- [Problem requirements] In the records below, collect every line that contains the string "mirror". Count a match only when the case is the same.

-- Start of Records provided --

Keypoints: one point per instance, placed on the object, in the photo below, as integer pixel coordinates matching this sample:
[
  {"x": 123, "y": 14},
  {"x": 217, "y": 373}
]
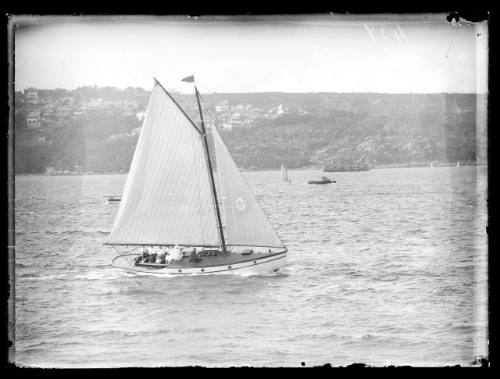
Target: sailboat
[
  {"x": 284, "y": 174},
  {"x": 186, "y": 209}
]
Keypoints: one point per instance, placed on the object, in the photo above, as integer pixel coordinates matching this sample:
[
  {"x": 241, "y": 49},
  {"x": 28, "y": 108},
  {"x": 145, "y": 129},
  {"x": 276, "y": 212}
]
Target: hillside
[{"x": 262, "y": 130}]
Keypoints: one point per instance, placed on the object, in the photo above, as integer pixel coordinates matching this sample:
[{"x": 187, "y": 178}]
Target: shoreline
[{"x": 377, "y": 167}]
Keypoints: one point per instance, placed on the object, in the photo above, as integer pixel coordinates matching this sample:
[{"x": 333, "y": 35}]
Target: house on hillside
[
  {"x": 31, "y": 95},
  {"x": 33, "y": 120}
]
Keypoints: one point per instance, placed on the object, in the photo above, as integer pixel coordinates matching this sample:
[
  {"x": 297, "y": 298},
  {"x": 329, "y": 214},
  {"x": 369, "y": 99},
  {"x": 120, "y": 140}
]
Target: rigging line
[
  {"x": 178, "y": 106},
  {"x": 214, "y": 192}
]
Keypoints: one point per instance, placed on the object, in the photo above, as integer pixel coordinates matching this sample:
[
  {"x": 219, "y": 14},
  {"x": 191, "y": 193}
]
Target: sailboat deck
[{"x": 209, "y": 261}]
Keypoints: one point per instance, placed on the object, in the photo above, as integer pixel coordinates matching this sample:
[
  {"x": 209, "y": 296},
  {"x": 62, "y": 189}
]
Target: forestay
[
  {"x": 246, "y": 223},
  {"x": 167, "y": 197}
]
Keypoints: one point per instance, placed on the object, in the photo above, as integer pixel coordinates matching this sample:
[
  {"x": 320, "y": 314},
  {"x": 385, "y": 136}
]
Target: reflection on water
[{"x": 384, "y": 265}]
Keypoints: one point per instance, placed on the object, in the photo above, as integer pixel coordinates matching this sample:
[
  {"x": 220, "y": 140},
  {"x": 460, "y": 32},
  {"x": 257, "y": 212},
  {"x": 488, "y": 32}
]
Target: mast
[{"x": 217, "y": 211}]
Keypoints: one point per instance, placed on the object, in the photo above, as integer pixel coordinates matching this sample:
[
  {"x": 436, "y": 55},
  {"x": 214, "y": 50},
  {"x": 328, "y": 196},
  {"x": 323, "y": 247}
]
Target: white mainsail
[
  {"x": 246, "y": 223},
  {"x": 167, "y": 198}
]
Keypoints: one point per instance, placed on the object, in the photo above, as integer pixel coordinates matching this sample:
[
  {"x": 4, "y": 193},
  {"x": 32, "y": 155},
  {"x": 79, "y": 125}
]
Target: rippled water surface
[{"x": 383, "y": 266}]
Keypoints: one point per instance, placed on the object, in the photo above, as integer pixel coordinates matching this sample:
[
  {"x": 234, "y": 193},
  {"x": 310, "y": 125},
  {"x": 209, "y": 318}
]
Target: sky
[{"x": 309, "y": 53}]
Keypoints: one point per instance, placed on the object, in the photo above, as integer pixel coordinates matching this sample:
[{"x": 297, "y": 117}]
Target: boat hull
[{"x": 246, "y": 266}]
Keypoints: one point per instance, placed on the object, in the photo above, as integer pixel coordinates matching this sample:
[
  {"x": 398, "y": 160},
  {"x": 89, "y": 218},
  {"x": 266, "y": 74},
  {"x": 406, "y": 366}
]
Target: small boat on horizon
[
  {"x": 110, "y": 199},
  {"x": 324, "y": 180},
  {"x": 346, "y": 168}
]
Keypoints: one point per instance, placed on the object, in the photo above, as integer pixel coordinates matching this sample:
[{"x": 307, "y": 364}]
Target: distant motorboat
[
  {"x": 344, "y": 168},
  {"x": 113, "y": 199},
  {"x": 324, "y": 180}
]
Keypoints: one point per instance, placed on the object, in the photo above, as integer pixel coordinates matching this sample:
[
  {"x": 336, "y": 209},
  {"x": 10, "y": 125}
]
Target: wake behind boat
[{"x": 182, "y": 211}]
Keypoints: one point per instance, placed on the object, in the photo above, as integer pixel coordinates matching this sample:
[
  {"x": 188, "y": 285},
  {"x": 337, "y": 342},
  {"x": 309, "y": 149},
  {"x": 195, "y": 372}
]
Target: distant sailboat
[
  {"x": 284, "y": 174},
  {"x": 186, "y": 212}
]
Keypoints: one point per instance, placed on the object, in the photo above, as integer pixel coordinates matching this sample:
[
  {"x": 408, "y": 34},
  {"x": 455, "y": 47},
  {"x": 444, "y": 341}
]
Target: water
[{"x": 385, "y": 266}]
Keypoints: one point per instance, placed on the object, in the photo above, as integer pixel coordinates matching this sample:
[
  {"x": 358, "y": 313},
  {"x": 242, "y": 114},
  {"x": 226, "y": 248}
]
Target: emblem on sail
[{"x": 170, "y": 198}]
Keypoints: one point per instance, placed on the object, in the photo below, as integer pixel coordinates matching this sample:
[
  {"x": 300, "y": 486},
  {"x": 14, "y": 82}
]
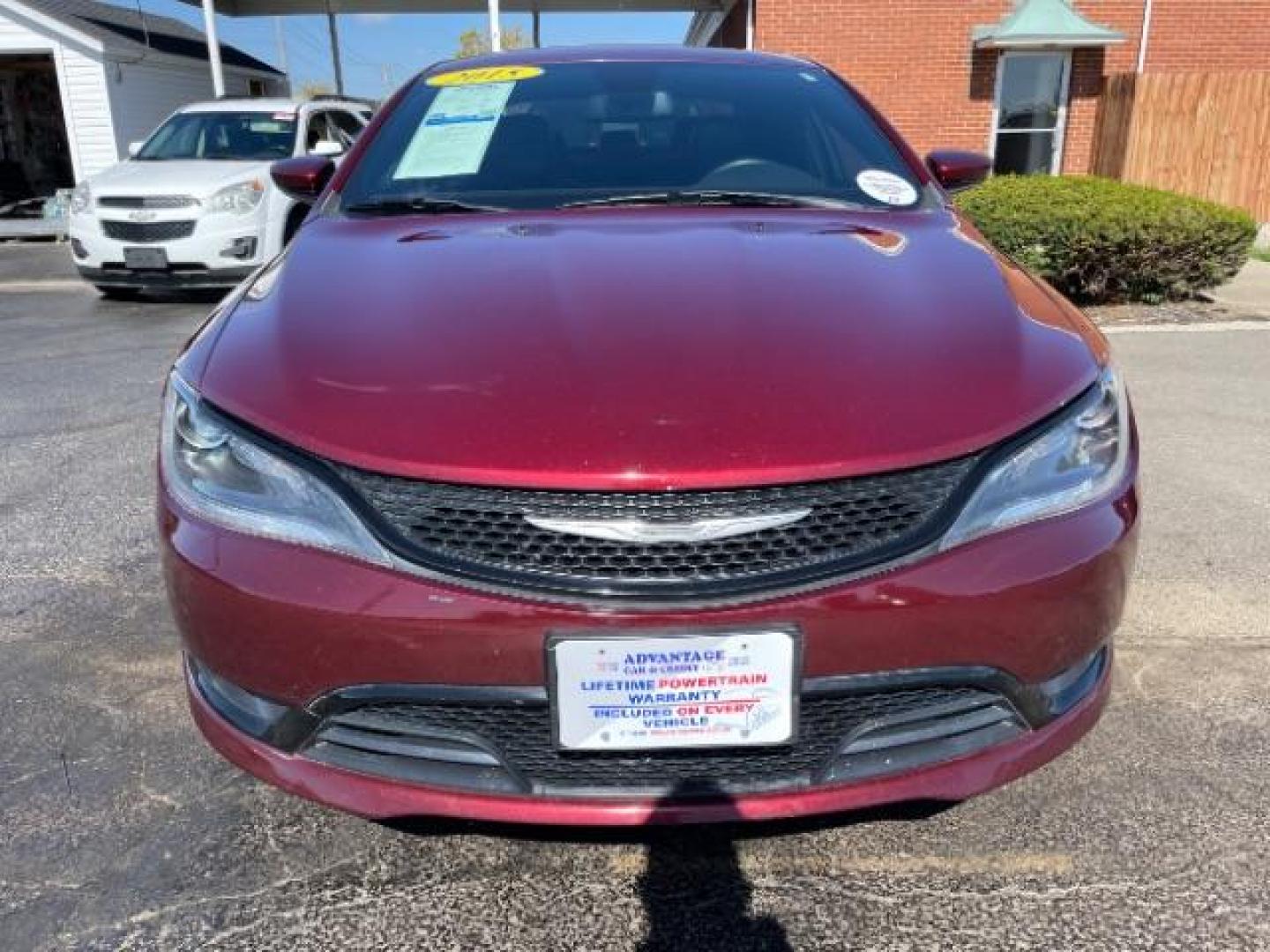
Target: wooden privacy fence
[{"x": 1200, "y": 133}]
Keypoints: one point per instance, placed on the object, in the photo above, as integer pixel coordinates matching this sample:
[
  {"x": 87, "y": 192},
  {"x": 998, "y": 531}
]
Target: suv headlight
[
  {"x": 1079, "y": 460},
  {"x": 221, "y": 475},
  {"x": 81, "y": 198},
  {"x": 238, "y": 199}
]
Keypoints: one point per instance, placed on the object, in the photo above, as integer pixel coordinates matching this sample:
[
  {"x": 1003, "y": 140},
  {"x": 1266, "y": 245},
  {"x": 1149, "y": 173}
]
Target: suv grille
[
  {"x": 508, "y": 747},
  {"x": 147, "y": 233},
  {"x": 484, "y": 533},
  {"x": 146, "y": 201}
]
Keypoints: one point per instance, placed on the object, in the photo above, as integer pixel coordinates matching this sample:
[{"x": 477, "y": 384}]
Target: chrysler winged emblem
[{"x": 652, "y": 533}]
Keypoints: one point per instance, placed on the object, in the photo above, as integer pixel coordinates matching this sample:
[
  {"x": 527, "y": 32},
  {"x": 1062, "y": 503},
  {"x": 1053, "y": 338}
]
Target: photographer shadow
[{"x": 693, "y": 890}]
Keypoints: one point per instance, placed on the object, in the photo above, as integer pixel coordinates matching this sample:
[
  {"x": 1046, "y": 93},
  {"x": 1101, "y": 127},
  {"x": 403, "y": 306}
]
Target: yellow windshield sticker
[{"x": 485, "y": 74}]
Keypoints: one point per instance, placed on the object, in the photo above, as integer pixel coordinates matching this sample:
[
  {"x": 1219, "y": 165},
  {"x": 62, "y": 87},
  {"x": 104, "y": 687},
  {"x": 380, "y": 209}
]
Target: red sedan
[{"x": 638, "y": 435}]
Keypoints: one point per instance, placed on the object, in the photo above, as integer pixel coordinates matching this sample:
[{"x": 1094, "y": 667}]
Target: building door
[
  {"x": 1030, "y": 113},
  {"x": 34, "y": 152}
]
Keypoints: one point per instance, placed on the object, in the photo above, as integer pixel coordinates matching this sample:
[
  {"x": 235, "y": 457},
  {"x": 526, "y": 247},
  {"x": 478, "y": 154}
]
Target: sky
[{"x": 381, "y": 51}]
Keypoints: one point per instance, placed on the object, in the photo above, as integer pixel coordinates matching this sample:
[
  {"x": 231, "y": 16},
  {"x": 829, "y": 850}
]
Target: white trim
[
  {"x": 1056, "y": 164},
  {"x": 52, "y": 25}
]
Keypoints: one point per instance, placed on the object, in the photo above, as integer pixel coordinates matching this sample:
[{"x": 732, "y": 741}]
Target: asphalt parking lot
[{"x": 120, "y": 829}]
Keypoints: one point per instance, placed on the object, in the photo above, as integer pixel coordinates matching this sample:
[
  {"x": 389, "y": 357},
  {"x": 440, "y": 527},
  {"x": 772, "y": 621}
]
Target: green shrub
[{"x": 1102, "y": 242}]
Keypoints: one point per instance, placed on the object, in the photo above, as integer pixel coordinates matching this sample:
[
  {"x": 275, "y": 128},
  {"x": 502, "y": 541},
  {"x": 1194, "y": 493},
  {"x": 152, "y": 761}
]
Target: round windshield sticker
[
  {"x": 885, "y": 187},
  {"x": 487, "y": 74}
]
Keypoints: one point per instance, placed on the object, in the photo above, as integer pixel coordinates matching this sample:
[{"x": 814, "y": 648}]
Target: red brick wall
[
  {"x": 915, "y": 60},
  {"x": 1209, "y": 36}
]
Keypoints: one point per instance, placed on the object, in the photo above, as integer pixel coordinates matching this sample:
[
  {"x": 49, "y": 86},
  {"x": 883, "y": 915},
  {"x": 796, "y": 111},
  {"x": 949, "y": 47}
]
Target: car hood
[
  {"x": 193, "y": 178},
  {"x": 646, "y": 348}
]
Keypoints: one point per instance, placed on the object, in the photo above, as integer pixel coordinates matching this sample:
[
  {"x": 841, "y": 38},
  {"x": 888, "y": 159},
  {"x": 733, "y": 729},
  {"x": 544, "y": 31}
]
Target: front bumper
[
  {"x": 300, "y": 628},
  {"x": 170, "y": 279},
  {"x": 198, "y": 260}
]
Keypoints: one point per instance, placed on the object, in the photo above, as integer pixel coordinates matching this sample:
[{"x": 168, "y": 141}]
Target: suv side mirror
[
  {"x": 325, "y": 146},
  {"x": 957, "y": 170},
  {"x": 303, "y": 178}
]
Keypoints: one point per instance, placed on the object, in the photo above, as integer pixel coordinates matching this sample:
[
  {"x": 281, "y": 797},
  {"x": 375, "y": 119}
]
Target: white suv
[{"x": 193, "y": 207}]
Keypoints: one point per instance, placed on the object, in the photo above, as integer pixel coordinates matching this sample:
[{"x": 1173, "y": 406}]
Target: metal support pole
[
  {"x": 280, "y": 38},
  {"x": 496, "y": 38},
  {"x": 334, "y": 48},
  {"x": 1145, "y": 41},
  {"x": 213, "y": 48}
]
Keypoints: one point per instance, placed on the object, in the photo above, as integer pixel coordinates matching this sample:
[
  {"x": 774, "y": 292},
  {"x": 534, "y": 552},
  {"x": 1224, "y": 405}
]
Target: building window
[{"x": 1030, "y": 112}]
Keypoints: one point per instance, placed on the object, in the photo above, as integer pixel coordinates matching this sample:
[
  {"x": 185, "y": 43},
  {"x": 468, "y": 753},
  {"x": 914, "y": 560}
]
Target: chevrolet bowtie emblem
[{"x": 652, "y": 533}]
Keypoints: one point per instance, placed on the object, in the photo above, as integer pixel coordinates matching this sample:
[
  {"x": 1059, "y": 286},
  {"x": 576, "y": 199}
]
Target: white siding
[
  {"x": 144, "y": 94},
  {"x": 108, "y": 104},
  {"x": 88, "y": 112},
  {"x": 83, "y": 89}
]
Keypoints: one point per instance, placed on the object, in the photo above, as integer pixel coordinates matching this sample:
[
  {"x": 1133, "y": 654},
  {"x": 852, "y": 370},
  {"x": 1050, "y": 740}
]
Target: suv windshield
[
  {"x": 628, "y": 133},
  {"x": 222, "y": 136}
]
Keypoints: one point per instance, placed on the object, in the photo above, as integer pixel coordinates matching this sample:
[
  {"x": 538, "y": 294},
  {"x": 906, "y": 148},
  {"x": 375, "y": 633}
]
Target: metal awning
[
  {"x": 271, "y": 8},
  {"x": 1044, "y": 23}
]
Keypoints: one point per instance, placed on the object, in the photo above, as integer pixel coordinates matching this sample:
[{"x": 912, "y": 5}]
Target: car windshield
[
  {"x": 227, "y": 136},
  {"x": 596, "y": 133}
]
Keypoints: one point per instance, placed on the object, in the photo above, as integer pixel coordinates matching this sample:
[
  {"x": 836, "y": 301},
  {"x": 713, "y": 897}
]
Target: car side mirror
[
  {"x": 957, "y": 170},
  {"x": 303, "y": 178},
  {"x": 325, "y": 146}
]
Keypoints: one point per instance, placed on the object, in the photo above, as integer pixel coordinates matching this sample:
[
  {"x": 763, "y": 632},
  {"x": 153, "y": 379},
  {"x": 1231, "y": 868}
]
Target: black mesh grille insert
[
  {"x": 147, "y": 233},
  {"x": 146, "y": 201},
  {"x": 485, "y": 533},
  {"x": 521, "y": 738}
]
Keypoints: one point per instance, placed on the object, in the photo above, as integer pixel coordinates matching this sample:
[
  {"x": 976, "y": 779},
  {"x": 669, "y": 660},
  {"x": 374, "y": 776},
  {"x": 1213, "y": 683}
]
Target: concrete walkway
[{"x": 1250, "y": 291}]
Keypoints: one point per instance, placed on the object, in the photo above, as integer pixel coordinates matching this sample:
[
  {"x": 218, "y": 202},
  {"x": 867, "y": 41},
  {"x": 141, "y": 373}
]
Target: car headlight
[
  {"x": 81, "y": 198},
  {"x": 221, "y": 475},
  {"x": 1079, "y": 460},
  {"x": 238, "y": 199}
]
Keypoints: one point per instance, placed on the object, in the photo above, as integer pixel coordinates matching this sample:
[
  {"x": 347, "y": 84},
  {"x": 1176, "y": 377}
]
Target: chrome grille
[{"x": 488, "y": 534}]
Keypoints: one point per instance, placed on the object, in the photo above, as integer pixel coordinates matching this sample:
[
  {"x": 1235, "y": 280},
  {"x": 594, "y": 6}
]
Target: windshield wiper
[
  {"x": 418, "y": 206},
  {"x": 698, "y": 197}
]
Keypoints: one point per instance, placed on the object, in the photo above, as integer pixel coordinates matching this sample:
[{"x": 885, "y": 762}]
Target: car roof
[
  {"x": 257, "y": 104},
  {"x": 630, "y": 52}
]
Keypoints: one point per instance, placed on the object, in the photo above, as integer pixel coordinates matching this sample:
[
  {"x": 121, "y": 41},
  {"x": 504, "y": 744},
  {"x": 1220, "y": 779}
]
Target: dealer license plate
[
  {"x": 145, "y": 259},
  {"x": 680, "y": 691}
]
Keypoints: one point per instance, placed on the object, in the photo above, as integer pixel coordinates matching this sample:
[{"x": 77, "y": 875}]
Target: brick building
[{"x": 1019, "y": 79}]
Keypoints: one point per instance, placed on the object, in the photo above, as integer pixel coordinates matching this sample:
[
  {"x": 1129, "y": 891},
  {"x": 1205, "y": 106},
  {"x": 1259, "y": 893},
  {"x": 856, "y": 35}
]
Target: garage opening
[{"x": 34, "y": 152}]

-- End of Records provided --

- [Response]
Target: suv side mirror
Target: car side mirror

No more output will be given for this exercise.